# AIM:
Print, word for word, the lines below from the one that contains "For the benchmark, provide one point per instance of the baby's" through the last line of the items, both ends included.

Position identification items
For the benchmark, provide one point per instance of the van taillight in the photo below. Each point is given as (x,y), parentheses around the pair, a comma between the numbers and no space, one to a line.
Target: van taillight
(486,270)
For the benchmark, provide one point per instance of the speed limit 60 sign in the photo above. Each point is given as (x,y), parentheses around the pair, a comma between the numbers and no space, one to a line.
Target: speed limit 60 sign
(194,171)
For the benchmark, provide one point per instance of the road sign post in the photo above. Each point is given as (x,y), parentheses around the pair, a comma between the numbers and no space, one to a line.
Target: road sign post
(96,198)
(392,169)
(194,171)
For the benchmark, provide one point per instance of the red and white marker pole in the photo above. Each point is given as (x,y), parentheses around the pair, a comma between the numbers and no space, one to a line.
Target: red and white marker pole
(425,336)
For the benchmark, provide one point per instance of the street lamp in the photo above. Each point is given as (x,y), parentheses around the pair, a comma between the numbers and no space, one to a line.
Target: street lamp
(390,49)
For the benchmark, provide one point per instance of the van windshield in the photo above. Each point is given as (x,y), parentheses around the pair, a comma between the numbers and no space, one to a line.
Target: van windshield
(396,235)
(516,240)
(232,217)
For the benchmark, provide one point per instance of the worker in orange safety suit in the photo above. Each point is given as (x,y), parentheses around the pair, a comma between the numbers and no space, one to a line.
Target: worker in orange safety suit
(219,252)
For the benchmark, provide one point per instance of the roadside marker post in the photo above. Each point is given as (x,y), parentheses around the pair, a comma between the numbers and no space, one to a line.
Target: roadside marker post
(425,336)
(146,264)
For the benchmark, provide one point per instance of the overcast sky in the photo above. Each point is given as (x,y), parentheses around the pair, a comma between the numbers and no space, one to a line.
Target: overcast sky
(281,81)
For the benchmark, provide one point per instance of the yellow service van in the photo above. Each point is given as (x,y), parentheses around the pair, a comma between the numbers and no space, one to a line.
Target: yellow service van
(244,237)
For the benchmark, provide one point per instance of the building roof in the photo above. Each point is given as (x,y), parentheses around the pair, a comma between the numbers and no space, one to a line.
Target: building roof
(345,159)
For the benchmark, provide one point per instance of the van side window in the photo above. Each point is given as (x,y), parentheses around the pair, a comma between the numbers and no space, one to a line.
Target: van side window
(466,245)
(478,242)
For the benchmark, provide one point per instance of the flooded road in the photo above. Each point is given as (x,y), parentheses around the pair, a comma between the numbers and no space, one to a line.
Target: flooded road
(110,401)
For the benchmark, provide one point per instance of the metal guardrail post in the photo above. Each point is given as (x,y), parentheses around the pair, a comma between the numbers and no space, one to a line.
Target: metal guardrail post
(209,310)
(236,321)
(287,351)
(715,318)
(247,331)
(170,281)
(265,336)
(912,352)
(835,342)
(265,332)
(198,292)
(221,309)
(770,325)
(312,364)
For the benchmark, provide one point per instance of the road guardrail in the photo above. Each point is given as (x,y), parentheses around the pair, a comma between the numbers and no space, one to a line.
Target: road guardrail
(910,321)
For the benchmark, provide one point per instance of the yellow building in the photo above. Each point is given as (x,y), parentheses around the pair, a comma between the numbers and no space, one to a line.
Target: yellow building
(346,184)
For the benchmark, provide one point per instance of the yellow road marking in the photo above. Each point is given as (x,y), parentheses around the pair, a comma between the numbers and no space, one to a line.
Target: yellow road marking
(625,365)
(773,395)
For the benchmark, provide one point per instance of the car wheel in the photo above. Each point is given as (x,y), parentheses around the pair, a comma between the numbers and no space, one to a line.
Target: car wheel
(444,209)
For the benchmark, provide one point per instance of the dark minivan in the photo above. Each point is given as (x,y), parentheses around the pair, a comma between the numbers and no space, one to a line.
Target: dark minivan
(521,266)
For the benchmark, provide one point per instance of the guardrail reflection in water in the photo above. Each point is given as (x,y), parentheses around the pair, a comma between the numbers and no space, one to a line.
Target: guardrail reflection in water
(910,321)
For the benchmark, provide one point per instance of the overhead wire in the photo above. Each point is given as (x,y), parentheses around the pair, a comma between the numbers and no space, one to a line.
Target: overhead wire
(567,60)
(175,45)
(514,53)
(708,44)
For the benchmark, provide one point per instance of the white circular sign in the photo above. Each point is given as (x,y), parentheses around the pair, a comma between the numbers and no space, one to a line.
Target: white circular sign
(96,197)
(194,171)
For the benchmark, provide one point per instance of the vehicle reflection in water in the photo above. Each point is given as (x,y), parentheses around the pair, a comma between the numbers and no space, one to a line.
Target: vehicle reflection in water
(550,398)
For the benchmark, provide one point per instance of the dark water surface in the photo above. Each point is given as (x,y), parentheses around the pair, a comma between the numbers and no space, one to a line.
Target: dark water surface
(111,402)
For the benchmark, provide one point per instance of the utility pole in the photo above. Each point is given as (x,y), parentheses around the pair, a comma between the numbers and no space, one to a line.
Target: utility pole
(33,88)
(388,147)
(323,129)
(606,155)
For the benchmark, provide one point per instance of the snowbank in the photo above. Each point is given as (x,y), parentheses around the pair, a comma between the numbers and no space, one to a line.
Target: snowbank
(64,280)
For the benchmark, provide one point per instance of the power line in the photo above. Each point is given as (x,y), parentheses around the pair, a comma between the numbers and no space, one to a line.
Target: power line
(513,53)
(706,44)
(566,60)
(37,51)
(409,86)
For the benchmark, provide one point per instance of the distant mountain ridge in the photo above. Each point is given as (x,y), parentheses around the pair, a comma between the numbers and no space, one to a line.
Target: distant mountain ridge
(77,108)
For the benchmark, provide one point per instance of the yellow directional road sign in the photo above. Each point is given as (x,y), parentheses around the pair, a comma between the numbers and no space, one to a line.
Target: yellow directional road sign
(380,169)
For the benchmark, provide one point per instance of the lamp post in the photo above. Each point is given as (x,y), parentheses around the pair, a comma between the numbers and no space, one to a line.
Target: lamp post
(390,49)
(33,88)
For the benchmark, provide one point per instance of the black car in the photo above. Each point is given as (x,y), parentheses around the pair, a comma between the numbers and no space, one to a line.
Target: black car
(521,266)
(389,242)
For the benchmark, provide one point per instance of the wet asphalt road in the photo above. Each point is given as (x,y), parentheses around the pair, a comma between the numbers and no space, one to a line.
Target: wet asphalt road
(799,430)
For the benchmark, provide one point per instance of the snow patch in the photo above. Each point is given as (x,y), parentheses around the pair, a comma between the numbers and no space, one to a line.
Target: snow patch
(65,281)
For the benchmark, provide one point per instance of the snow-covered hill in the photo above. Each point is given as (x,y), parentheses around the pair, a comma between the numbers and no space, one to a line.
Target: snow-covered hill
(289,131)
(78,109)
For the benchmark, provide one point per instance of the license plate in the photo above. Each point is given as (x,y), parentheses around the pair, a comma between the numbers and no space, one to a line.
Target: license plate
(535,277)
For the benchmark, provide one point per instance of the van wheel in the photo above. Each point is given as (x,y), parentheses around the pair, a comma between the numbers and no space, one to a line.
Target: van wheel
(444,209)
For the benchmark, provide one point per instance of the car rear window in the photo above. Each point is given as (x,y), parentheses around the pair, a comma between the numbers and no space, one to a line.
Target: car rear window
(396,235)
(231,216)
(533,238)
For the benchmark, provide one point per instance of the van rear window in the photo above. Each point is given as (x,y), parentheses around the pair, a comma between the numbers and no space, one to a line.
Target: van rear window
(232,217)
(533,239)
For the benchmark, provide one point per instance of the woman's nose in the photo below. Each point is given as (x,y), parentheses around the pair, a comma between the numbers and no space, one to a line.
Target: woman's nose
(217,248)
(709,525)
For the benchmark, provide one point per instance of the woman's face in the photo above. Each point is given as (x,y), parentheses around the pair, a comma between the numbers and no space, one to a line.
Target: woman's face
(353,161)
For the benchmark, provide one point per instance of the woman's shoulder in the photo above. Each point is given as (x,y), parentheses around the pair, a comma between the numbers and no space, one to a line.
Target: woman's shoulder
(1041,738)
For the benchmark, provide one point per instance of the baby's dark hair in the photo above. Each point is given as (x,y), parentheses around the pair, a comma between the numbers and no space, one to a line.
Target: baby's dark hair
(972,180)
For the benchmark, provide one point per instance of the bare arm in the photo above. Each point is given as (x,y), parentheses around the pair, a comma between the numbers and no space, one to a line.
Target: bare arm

# CORRECT RESULT:
For the benchmark, provide one point per instance of the baby's dark hair in the photo above. Each point is given as (x,y), parentheses around the pair, a comma between the numbers and no space, one to a line.
Target: baby's dark hair
(972,180)
For the benchmark, provide one point per instance of the bare arm in the photo above. Each point is given as (x,y), parentheses around the pair, a comma between the numbers and no space, one to a line.
Target: bare arm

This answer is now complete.